═════ Data records ═════

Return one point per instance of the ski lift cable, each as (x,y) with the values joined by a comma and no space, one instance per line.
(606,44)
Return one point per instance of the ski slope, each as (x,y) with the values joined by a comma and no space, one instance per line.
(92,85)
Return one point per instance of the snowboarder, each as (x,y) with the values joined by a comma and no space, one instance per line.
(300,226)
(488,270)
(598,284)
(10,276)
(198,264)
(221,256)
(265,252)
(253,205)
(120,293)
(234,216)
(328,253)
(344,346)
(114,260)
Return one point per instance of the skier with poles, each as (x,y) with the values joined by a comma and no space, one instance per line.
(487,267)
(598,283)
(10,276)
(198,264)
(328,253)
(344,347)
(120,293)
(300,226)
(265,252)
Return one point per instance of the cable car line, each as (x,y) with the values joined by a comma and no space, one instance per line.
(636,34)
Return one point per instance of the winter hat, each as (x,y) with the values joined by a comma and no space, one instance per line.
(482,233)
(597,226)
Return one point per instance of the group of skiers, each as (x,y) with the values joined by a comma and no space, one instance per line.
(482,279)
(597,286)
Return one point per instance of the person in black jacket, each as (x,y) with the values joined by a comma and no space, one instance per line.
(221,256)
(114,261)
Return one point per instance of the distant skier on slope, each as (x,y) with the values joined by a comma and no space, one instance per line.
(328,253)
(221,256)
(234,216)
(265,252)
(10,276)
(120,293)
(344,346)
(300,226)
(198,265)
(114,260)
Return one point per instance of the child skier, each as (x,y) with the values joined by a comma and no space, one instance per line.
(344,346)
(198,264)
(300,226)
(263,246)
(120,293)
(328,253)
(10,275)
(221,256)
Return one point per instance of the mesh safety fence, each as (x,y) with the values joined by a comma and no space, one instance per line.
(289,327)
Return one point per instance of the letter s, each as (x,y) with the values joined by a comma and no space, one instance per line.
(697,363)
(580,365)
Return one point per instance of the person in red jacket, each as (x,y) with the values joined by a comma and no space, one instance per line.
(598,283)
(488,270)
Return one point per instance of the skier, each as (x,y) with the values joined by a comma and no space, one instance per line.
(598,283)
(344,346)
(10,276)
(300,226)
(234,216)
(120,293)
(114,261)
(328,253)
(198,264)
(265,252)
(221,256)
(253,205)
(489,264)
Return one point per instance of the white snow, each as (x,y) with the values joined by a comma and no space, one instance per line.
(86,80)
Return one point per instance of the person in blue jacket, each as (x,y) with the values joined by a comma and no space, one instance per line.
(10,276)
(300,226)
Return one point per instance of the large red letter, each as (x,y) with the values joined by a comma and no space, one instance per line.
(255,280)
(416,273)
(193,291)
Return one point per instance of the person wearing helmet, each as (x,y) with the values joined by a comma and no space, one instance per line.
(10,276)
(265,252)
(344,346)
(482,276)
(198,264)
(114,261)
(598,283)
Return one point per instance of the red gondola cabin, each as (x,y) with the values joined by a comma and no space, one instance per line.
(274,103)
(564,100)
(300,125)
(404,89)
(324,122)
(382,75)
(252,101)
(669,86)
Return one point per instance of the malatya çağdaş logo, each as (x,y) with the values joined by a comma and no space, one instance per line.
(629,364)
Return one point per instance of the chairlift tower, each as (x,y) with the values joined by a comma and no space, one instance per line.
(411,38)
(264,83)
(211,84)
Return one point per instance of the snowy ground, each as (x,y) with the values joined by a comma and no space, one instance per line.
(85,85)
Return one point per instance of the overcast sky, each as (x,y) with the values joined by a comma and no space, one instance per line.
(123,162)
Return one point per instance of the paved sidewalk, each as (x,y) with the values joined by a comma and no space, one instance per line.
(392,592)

═════

== What needs to be done ==
Reproduce the listing verbatim, beginning at the line containing "Return one point per instance of the person in blue" and continuing through the final line of the listing.

== Task answer ==
Return one point per instance of the person in blue jacket, each as (x,y) with the values joined by a comma and no space, one instance per line.
(10,276)
(300,226)
Return one point per instance of the large red letter, each as (x,y) with the values joined by a comma and no space, one instance per line.
(255,280)
(416,273)
(193,291)
Return one point per instance of the person wearing helmet, each as (x,y) with the values joined by a comma and no space, one instance per line.
(10,276)
(265,252)
(344,346)
(482,276)
(198,264)
(114,261)
(598,283)
Return one point per instance of the red gondola cabin, each as (x,y) with the values joined by a comma and no space, one instance per line.
(274,103)
(564,100)
(300,125)
(404,89)
(324,122)
(382,75)
(252,101)
(669,86)
Return one point per instance of the malatya çağdaş logo, each as (x,y) with the values joined by a comma and no space, one instance per line.
(629,364)
Return one point per instance of the chairlift tower, each as (x,y) with the values joined by a comma and no space, one instance per line.
(411,38)
(264,83)
(211,84)
Return one point per instance of the snowy ground, each as (x,y) with the values joined by a comma and no space, one instance per line.
(85,85)
Return one point per instance of the overcast sky, each as (x,y) with the values joined by a comma and no space, one instance per line.
(123,162)
Return one point per instance of the paved sidewalk, each as (x,y) with the values joined by a comma and no space, one instance per line.
(392,592)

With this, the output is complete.